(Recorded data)
------
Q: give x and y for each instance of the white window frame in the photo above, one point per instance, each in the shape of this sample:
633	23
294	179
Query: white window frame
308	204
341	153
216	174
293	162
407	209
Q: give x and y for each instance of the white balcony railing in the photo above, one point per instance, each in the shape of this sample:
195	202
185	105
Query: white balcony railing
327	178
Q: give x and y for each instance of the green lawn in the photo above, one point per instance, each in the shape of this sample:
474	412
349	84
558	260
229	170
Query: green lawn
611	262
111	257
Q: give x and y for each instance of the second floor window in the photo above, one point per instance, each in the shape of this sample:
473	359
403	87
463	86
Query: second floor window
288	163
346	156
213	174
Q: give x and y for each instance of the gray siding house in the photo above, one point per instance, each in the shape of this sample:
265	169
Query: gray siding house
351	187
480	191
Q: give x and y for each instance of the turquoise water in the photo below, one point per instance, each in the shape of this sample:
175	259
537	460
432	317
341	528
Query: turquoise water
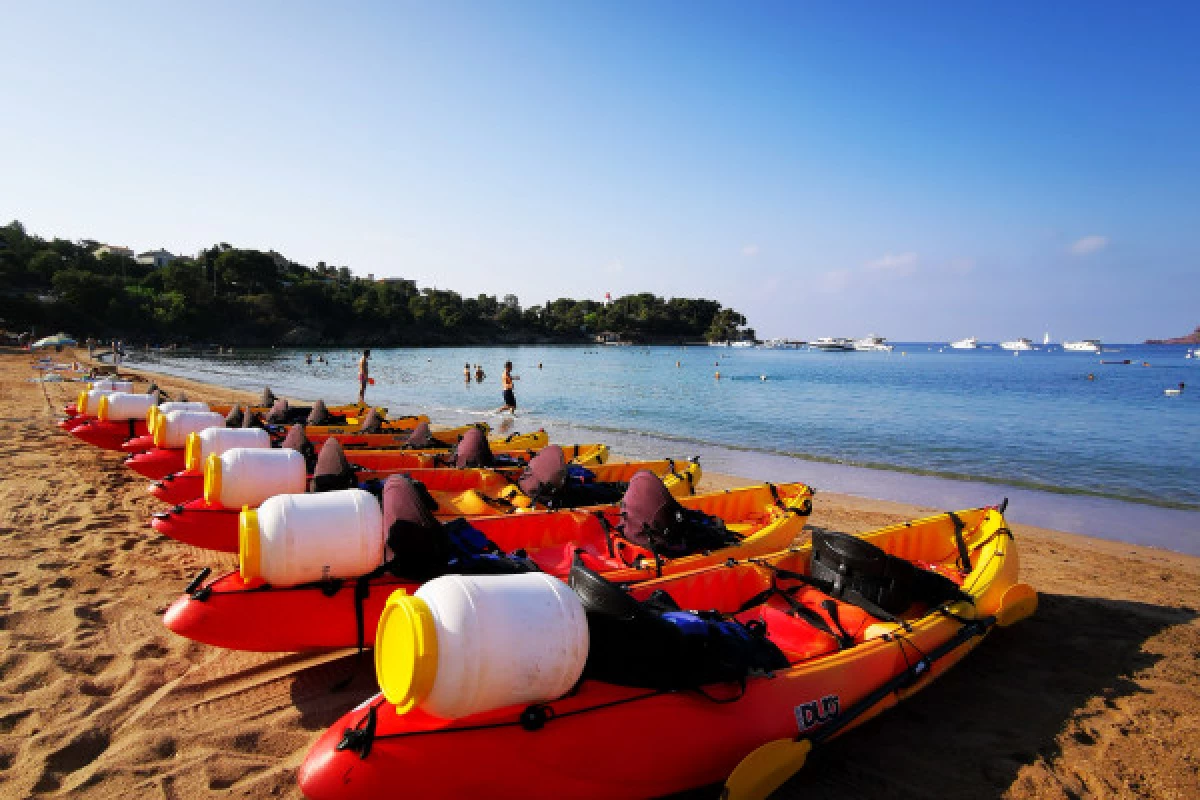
1030	421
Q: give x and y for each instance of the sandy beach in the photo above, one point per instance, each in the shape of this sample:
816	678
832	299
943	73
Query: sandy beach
1097	696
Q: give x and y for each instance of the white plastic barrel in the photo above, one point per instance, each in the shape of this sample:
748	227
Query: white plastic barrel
243	476
214	441
108	384
175	405
301	537
89	402
118	405
467	644
171	429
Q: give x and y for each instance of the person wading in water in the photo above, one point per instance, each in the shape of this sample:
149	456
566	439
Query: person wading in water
364	376
510	401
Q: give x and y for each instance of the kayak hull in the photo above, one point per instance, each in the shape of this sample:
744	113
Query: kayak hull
227	613
157	462
138	444
199	524
108	434
695	739
281	620
179	487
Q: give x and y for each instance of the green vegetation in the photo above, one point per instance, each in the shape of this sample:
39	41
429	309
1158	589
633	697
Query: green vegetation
249	298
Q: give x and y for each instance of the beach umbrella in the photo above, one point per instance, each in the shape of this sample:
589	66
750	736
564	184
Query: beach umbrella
58	340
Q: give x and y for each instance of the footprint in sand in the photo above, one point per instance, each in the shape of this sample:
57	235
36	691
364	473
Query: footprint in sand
83	750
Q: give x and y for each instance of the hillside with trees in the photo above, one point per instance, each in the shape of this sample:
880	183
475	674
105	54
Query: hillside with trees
246	298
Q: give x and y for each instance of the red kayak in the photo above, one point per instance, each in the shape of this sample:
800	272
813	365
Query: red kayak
157	462
227	612
109	434
809	666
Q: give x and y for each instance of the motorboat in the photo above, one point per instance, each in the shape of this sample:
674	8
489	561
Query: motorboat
833	344
873	343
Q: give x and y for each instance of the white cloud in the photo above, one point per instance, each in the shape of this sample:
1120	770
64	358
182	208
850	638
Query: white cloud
898	263
1089	245
833	281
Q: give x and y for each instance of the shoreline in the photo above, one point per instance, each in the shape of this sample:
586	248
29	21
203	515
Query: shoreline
1097	695
1092	516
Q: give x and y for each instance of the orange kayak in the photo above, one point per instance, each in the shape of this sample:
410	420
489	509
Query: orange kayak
843	667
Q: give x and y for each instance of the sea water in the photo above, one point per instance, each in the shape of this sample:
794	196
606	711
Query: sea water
1081	445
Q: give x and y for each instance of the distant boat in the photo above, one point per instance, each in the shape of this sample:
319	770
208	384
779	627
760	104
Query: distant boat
832	344
873	343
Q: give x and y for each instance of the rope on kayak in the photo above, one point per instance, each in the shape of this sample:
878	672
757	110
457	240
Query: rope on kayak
964	554
360	738
803	511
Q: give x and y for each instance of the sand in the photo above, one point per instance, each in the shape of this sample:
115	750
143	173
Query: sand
1096	696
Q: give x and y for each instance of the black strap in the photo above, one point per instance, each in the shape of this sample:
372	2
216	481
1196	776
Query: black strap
799	609
361	591
607	531
964	554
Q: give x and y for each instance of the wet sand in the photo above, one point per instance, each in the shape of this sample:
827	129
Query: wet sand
1096	696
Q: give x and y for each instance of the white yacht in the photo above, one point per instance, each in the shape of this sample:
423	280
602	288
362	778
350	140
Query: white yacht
873	343
833	344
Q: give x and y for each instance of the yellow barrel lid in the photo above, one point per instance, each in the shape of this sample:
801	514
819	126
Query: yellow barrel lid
192	452
250	553
213	479
406	650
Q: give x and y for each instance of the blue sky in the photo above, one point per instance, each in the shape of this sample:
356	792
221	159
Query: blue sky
921	170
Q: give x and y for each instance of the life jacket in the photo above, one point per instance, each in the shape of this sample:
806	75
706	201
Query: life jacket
655	644
371	423
333	470
545	475
319	414
424	548
279	413
298	440
472	451
420	438
852	570
654	519
235	417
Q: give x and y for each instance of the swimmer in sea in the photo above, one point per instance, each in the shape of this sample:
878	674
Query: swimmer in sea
510	401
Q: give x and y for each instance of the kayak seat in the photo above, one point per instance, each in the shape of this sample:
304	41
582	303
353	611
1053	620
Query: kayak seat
557	559
801	639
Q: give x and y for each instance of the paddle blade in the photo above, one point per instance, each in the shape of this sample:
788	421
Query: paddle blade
1019	601
766	769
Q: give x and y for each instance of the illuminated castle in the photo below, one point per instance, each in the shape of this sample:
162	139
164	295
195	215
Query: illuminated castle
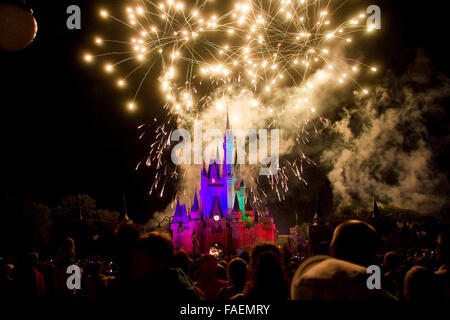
------
» Given instruction
Set down all the entries exactly as they appear, but skip any pictures.

» Final result
Q: give x and y for each instance of the white window frame in the photo above, one point per instance, each in the shape of this sample:
633	23
294	179
Query: white window frame
308	204
341	153
216	174
293	162
407	209
Q: give x and y for each instance of the white balcony railing in the photo above, one point per instance, each in the shape of this sample:
195	202
185	105
Query: white balcony railing
327	178
Q: give x and y for each instance of the green lawn in the photo above, one point per instance, each in the shape of this sample:
474	412
349	84
558	260
229	170
Query: green lawn
611	262
111	257
Q: give x and y for each instance of the second floor window in the photo above, one point per instance, each in the shape of this sample:
473	359
403	87
463	86
Query: second floor window
288	163
346	156
213	174
Q: give x and y for each instance of the gray siding house in the photo above, one point per instance, each in the shape of this sample:
265	169
Query: gray siding house
351	187
480	191
Q: give x and y for each instance of the turquoise water in the photo below, one point per instance, each in the shape of this sample:
175	259
537	460
432	317
341	528
Query: turquoise water
1030	421
Q: give x and y for each instance of the sandy beach in the photo above, one point per instance, each in the shape of this sample:
816	678
832	299
943	73
Query: sandy beach
1097	696
Q: give x and y for each instance of the white plastic barrel in the photo above, one point per instance, each in the shape of this sample:
748	227
Query: white plastic barrel
243	476
214	441
108	384
175	405
301	537
89	402
118	405
467	644
171	429
Q: give x and y for each instance of the person wading in water in the photo above, one point per instance, each in the shape of this sample:
149	456
566	439
Query: person wading in water
364	376
510	401
Q: give x and y for each instance of the kayak hull in the photo above, one point per instance, each in the shape of this sample:
744	113
Query: kayak hull
227	613
157	462
138	444
199	524
108	434
695	739
281	620
179	487
Q: give x and y for each instance of the green vegetation in the photo above, one point per instance, each in the shape of this sample:
39	41
429	309
1158	589
633	697
Query: green vegetation
249	298
Q: give x and y for each instance of the beach umbrella in the photo above, one point per instance, each in the shape of this sample:
589	66
750	736
564	184
Query: beach umbrella
58	340
Q: give x and y for each instance of the footprint in sand in the photo above, one point per instance, each in the shape of this sample:
57	235
36	691
364	473
Query: footprint in sand
83	750
Q: give x and y for each instance of the hillside with trees in the photo above, one point per instance, each in the shape of this sample:
880	183
475	674
105	54
Query: hillside with trees
246	298
Q: give x and y for each instance of the red kayak in the photo above, one point per instance, each in the shape of this sample:
800	272
813	365
Query: red kayak
157	462
227	612
109	434
809	666
Q: give x and y for each instance of the motorboat in the photo above, one point per instance, each in the shape of this sample:
674	8
489	561
Query: motorboat
833	344
873	343
Q: give x and y for each instance of the white cloud in the photo above, one point per instance, each in the shape of this sample:
1120	770
64	358
182	208
850	638
Query: white cloud
898	263
1089	245
833	281
Q: give x and y for each instance of the shoreline in the photo above, one point per instance, each in the shape of this sample:
586	248
29	21
203	515
Query: shoreline
1097	695
1092	516
Q: give x and y for each instance of the orange kayak in the photo above, one point per instance, each in the shape of this sample:
410	420
489	509
Query: orange kayak
843	667
Q: give x and y for each instance of the sea water in the photo above, one point per instance, each in the shape of this sample:
794	196
606	711
Query: sea water
1081	445
Q: give x and y for each instance of the distant boat in the photo above, one point per instance, each in the shape of this sample:
319	770
208	384
779	627
760	104
Query: distant boat
832	344
873	343
Q: give x and y for each instance of the rope on kayak in the photo above, one point per instance, each in the shape of this sample:
878	672
757	110
457	240
Query: rope on kayak
964	554
360	738
803	511
Q: give x and y for each instance of the sand in the photo above, one point per instance, each in the shape of this sample:
115	750
143	173
Query: sand
1096	696
Q: give x and y for each instance of the black strap in the photo above, one point per instance, each in the shape of this sample:
372	2
216	481
1196	776
Query: black strap
799	609
361	591
607	531
964	554
Q: give x and y for each instance of the wet sand in the photo above, one point per instance, each in the shape of this sample:
827	129
Query: wet sand
1096	696
Q: give x and y for each instance of the white yacht in the photo above, one point per instance, each in the shape of this sample:
423	280
602	288
362	778
350	140
Query: white yacht
873	343
833	344
Q: give x and y for each instance of the yellow barrel lid in the photo above, one point per instance, each in the shape of this sample:
801	514
819	126
Query: yellow barrel lid
192	452
250	553
213	479
406	650
Q: give x and y for each instance of the blue sky in the photo above, one point per instance, each in the shape of this sample:
356	792
221	159
Query: blue sky
921	170
Q: give x and y for each instance of the life jacket in the photo above, one point per instance, each in the shape of this sample:
806	75
706	201
Query: life jacket
655	644
371	423
333	470
545	475
319	414
424	548
279	413
298	440
472	451
420	438
852	570
654	519
235	417
Q: give x and y for each instance of the swimmer in sea in the photo above, one point per instance, each in the shape of this sample:
878	674
Query: swimmer in sea
510	401
Q: give x and y for each instance of the kayak seat in the photo above, one point per instance, each in the shape of this sample:
304	41
582	303
353	611
1053	620
Query: kayak seat
557	559
801	639
Q: give x and y for each instance of the paddle blade in the photo above, one point per instance, each in the shape of this sample:
788	421
Query: paddle blade
1019	601
766	769
Q: give x and y for each instance of the illuminated castle in the photo below, one point per instance, each in the shape of this sample:
162	139
164	295
195	215
Query: illuminated castle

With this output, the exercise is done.